**QUESTIONS ON THE MATERIAL:**
a) In the piece on Jane Pauley's "Your Life Calling" series, what new career did Broadway dancer Tripp Hanson take up?
b) Continue the piece on Jane Pauley's "Your Life Calling" series from its last sentence.

[[ SELECTED EXCERPT open ]]

Host Jane Pauley checks in on people who were featured on last season's "Today" show segments

A year ago, Jane Pauley returned to the Today show to investigate a question that seemed to be on the tip of every boomer's tongue: What's next?

"We're going to live longer than our parents' generation, and there comes a point when you ask yourself, 'What am I going do?'" Pauley says. "You can only play so much golf."

In the first season of AARP's series "Your Life Calling," Pauley told the stories of 12 persons 50 and older who took bold steps into the unknown and reinvented their careers, their retirement and their lives. She traveled the country talking with all kinds of people — from Tripp Hanson, a Broadway dancer turned acupuncturist, to Anthony Tata, a retired Army general turned chief operating officer for a public school system.

As Pauley wraps up the first season and prepares for the second, here's a look at what some of the people you met on "Your Life Calling" have been up to since their stories aired on the Today show.

[[ SELECTED EXCERPT closed ]]
[[ INFORMATION SHOWN open ]]

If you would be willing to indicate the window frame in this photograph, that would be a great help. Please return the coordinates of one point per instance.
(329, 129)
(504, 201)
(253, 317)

[[ INFORMATION SHOWN closed ]]

**ANSWERS PROVIDED:**
a) He became an acupuncturist.

b)
• You might remember Trudy Lundgren, who left the bustle of Manhattan for a life on the road, doing graphic design work with her partner, Lisa Wade, out of her 320-square-foot RV. The pair recently traded in their original vehicle (which they had aptly named "The Catbird Seat") for a Monaco Diplomat with just a bit more breathing room ("We can dance in the living room!"), but Lundgren assures that they have no plans of slowing down anytime soon. "The open road continues to beckon, and we have no regrets about our lifestyle change," she says. "If anything, we like it even more."

• Maryland well driller Ken Wood continues his humanitarian mission in Ghana, where he drills water wells for villages that lack basic sanitation. Working with his small nonprofit, Wells for Ghana, Wood returned to Ghana this winter. He has now drilled 550 wells (and counting) in Western Africa, and he's hoping to expand the project as he raises money to begin drilling projects in impoverished areas of India and Tanzania.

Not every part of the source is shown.